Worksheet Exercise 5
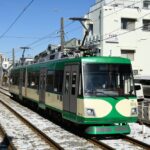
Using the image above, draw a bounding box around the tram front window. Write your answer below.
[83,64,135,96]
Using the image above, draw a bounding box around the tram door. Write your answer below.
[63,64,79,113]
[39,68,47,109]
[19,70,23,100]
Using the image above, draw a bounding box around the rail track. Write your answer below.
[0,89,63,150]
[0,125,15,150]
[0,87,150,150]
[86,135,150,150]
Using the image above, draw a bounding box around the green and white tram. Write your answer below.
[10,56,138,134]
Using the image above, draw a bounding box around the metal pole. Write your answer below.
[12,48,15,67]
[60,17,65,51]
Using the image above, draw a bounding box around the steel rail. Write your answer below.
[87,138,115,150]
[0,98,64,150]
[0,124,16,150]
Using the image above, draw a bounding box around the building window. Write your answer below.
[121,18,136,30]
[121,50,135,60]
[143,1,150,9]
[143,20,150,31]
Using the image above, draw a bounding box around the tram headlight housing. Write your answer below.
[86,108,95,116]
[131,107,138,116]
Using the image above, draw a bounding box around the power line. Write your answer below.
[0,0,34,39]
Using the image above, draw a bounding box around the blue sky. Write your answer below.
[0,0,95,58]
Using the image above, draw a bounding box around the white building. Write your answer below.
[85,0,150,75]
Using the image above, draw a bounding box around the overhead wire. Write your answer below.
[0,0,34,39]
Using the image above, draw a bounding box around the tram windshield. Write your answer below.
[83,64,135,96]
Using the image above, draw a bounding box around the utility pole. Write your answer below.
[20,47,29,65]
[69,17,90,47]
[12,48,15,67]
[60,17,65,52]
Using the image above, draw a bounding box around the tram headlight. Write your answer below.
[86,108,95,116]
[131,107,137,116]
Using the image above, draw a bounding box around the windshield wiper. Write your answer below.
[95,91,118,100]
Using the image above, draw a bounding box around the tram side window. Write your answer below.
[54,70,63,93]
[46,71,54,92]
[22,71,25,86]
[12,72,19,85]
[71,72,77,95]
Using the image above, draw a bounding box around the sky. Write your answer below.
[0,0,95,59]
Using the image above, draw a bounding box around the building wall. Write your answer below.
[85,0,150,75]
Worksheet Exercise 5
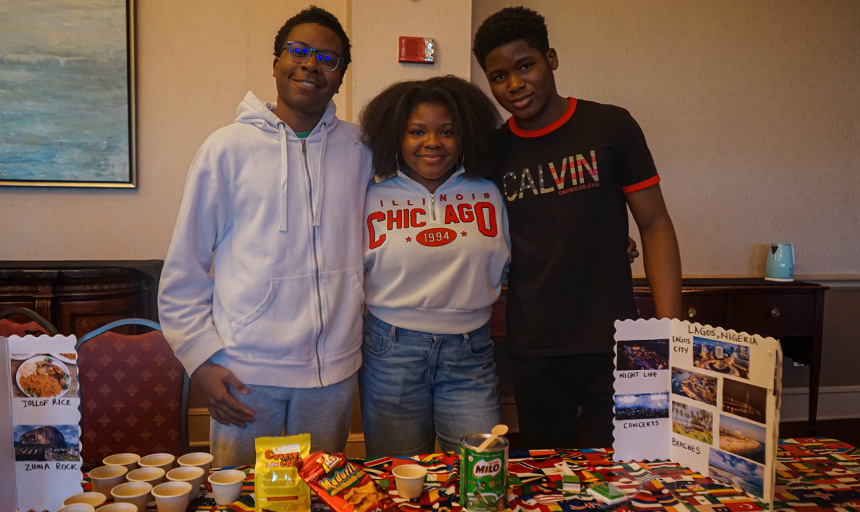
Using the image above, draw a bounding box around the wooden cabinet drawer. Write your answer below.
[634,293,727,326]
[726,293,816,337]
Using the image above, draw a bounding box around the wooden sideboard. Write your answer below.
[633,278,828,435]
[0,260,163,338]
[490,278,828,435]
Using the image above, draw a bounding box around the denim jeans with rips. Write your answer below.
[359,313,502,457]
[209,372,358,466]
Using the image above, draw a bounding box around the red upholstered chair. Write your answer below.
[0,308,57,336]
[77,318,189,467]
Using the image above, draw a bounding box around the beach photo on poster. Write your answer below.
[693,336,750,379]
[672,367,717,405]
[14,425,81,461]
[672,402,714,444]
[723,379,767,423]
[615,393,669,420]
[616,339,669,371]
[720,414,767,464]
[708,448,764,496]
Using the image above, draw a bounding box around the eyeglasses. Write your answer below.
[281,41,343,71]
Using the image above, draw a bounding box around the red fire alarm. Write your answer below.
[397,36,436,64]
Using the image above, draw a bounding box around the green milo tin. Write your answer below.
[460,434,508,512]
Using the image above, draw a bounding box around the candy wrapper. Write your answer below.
------------------------------------------------------------
Goal of the exercise:
Render every line of the records above as a numbered list, skipping blank lines and leaving out the pictures.

Exercise solution:
1. Worksheet Exercise 5
2. Using the image above, draw a bounding box around the tram front window. Write your answer below.
3. [83,64,135,96]
4. Using the image above, draw a bounding box around the tram door. Write your answer below.
5. [63,64,79,113]
6. [39,68,47,109]
7. [19,70,23,100]
8. Using the image above, draw a bounding box around the rail track. Write your answer below.
9. [0,89,63,150]
10. [0,125,15,150]
11. [0,87,150,150]
12. [86,135,150,150]
13. Using the image above, draw a bounding box around the green and white tram. Write your answer below.
14. [10,56,138,134]
15. Using the image above, draw a bounding box around the metal pole. Write your answer below.
16. [12,48,15,67]
17. [60,17,65,51]
18. Using the image above, draw a bounding box around the steel rail. Write your answer below.
19. [87,138,115,150]
20. [0,98,64,150]
21. [0,124,16,150]
22. Using the image above, draw a bounding box around the building window. Write your answer below.
23. [121,18,136,30]
24. [121,50,135,60]
25. [143,1,150,9]
26. [143,20,150,31]
27. Using the image above, draw a bounding box around the tram headlight housing. Write your answer below.
28. [86,108,95,116]
29. [131,107,138,116]
30. Using the image above, draw a bounding box around the power line. Write your answer below.
31. [0,0,34,39]
32. Using the image above, draw a bounding box around the blue sky. Write your answer below.
33. [0,0,95,58]
34. Using the image above, draw a bounding box around the white building. Write your answer below.
35. [85,0,150,75]
36. Using the image above, draw a bounding box around the overhead wire. Write your answer below.
37. [0,0,34,39]
38. Using the image above, draw a bounding box around the tram windshield. Write your answer below.
39. [83,64,135,96]
40. Using the image above, draw a bounding box around the utility pole. Write your answer below.
41. [20,47,29,65]
42. [69,17,90,47]
43. [12,48,15,67]
44. [60,17,65,52]
45. Using the image above, draw a bounding box around the tram headlight. Write your answer below.
46. [86,108,95,116]
47. [131,107,137,116]
48. Using the image above, draw a bounding box around the windshield wiper. Write your answer below.
49. [95,91,118,100]
50. Using the image above, draw a bounding box around the tram side window. Write your answer below.
51. [54,70,63,93]
52. [46,71,54,92]
53. [22,71,25,86]
54. [12,72,19,85]
55. [71,72,77,95]
56. Using the image above, draw a bounding box around the sky. Write your answer below.
57. [0,0,95,59]
58. Using the image above, draw a bounding box around the building wall. Write your answer below.
59. [85,0,150,75]
60. Worksheet Exercise 5
61. Using the image above, draw a bounding box around the wooden cabinet drawer. Write your answer below.
62. [634,293,727,326]
63. [726,293,816,337]
64. Using the image above, draw a bounding box around the wooden sideboard. Write your answer below.
65. [633,278,828,435]
66. [0,260,163,338]
67. [490,278,828,435]
68. Using the image above, draw a bounding box around the denim jeans with rips. Write your answer below.
69. [359,313,502,457]
70. [209,372,358,466]
71. Using the image above, draw a bounding box around the red upholstered chair. Write your answer below.
72. [0,308,57,336]
73. [77,318,189,467]
74. Using the image above, draw a bounding box around the beach photo on poster. Write your answer below.
75. [693,336,750,379]
76. [672,367,717,405]
77. [14,425,81,461]
78. [672,402,714,444]
79. [723,379,767,423]
80. [615,393,669,420]
81. [616,339,669,371]
82. [720,414,767,464]
83. [708,448,764,496]
84. Using the image above, draw a bounding box around the eyeglasses. Write your answer below.
85. [281,41,343,71]
86. Using the image above, draw a bounding box around the red fire alarm. Write your answer below.
87. [397,36,436,64]
88. Using the image above, draw a bounding box around the green milo tin. Write your answer below.
89. [460,434,508,512]
90. Using the image above, draw a bounding box around the candy wrapper. Write your answer below.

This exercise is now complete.